> **REQUIRED WORK**:
a) In the opening statement on financing social protection, which category of government expenditure has the lowest priority?
b) Carry on the opening statement on financing universal social protection from the point where it ends.

Panel “Financing Universal Social Protection in Developing Countries” - Statement to open session

Panel “Financing Universal Social Protection in Developing Countries”
A Session at the Civil Society Forum at the Annual Meetings of IMF and World Bank. October 11, 2017
Statement to open session
Barry Herman

Download here the pdf version. Visit here the report of the session.

STATEMENT TO OPEN SESSION

I am pleased to moderate this discussion of financing social protection floors, a topic that has gotten increased political attention over the past year or two and that will get more over the next six months as I will explain. My hope is that the attention matures to the point that some countries and institutions take additional steps to deepen national systems of social protection, increase the scope of protection, and that countries provide more peer-to-peer learning and also international support to developing countries seeking assistance in strengthening their systems. In particular, I hope that steps may be taken to assure that the financing for what the International Labor Organization has defined as national floors of social protection is fully available into the foreseeable future, year in and year out, in bad times as well as good ones.

Before starting the discussion, let me try to specify the financing challenge so we are all “on the same page”. When we talk about social protection, and especially social protection floors, we are referring to government cash transfers that may range from public support to mothers and children, support to the disabled, support to the involuntarily unemployed, support to the aged and to other people in need, as in the provision or financing of health services. Countries differ in how many types of assistance their governments offer and how much of the population in need they should reach and are able to reach. Countries also differ in whether they seek to target their assistance to specific populations, e.g., the “extreme poor”, or offer the support universally as a right. The ILO and the World Bank have jointly committed to promote “universal” social protection, which will entail significant, regular and reliable budgetary outlays. Whatever the scope and ambition of the national social protection systems, it is essential that the public resources for them be available. Protection fails to protect without adequate financial resources.

We may conceive of government budgets as having four categories of expenditure. One is wages, salaries and purchased inputs for government expenditure programs. A second is the transfer payments made to individuals, including the social protection system. A third is payment of interest and principal on the public debt, and the fourth is public investment. In most countries, the mandatory first use of public revenues is public debt servicing. The lowest priority is investment, which is typically postponed when revenues dip during economic downturns. In addition, in times of austerity, government expenditure programs may be reduced, wages may be cut and the work force may be reduced to absorb the reduction in public revenue; for example, budget constraints may translate into fewer teachers and thus more students per class. In addition, governments sometimes are forced to cut back on social transfers, which may be seen as a violation of an implicit social compact and as a challenge to trust in government. I will come back to this point in a moment.

We may similarly conceive of government budgets as having two main categories of funds. First is taxation of incomes or economic activity, but including as well royalties on mineral exports and other categories of revenue inflows that a government counts on every year. The second category is borrowing, whether from domestic sources in local currency or foreign sources in foreign currency or any combination that fits the state of development of the financial sector and of the access to foreign financial sources. Governments borrow especially to finance public infrastructure investment that will deliver services over decades but they also borrow to meet temporary shortfalls in revenues, as during economic downturns. In addition, many developing countries also receive foreign grants in aid, either targeted to specific expenditure programs or as general budget support.

> **RECORDS**:
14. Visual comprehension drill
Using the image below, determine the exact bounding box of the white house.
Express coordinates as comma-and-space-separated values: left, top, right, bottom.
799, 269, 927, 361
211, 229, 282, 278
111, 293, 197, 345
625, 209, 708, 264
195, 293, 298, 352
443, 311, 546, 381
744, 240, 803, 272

> **ANSWERS FOR THE EXERCISE**:
a) Public investment, which is typically postponed when revenues dip during economic downturns.

b)
What we want to focus on today is how to make sure that the transfer payments and public health system that make up a country’s social protection floor are fully funded over the medium to long run and are not jeopardized by any of the various volatilities to which we have become especially sensitive in recent years. As I said before, social protection is not protection if it does not protect, especially in times of personal or economic crises. Unfortunately, the people in many countries can tell us about instances in which social protection did not protect. How do we make sure that stops being the case? How can we protect social protection, especially at the level that ILO identifies as the “social protection floor”?

One answer that we don’t accept is we only offer tiny programs or none at all and leave many needy people in distress, hungry, weak and prematurely dead. If we believe in human rights, we believe there are legal (if rarely enforceable) obligations on governments to address the need for social protection. Even if you reject that the human rights argument applies to you or your institution, most people have a sense of justice and feel an obligation of justice or at least an obligation of charity. All the major religions embody that intuition. So, our starting point is that all our governments should have universal floors of social protection. How do we assure they are appropriately and assuredly financed? Who is the “we” in that last sentence? That is our theme for today.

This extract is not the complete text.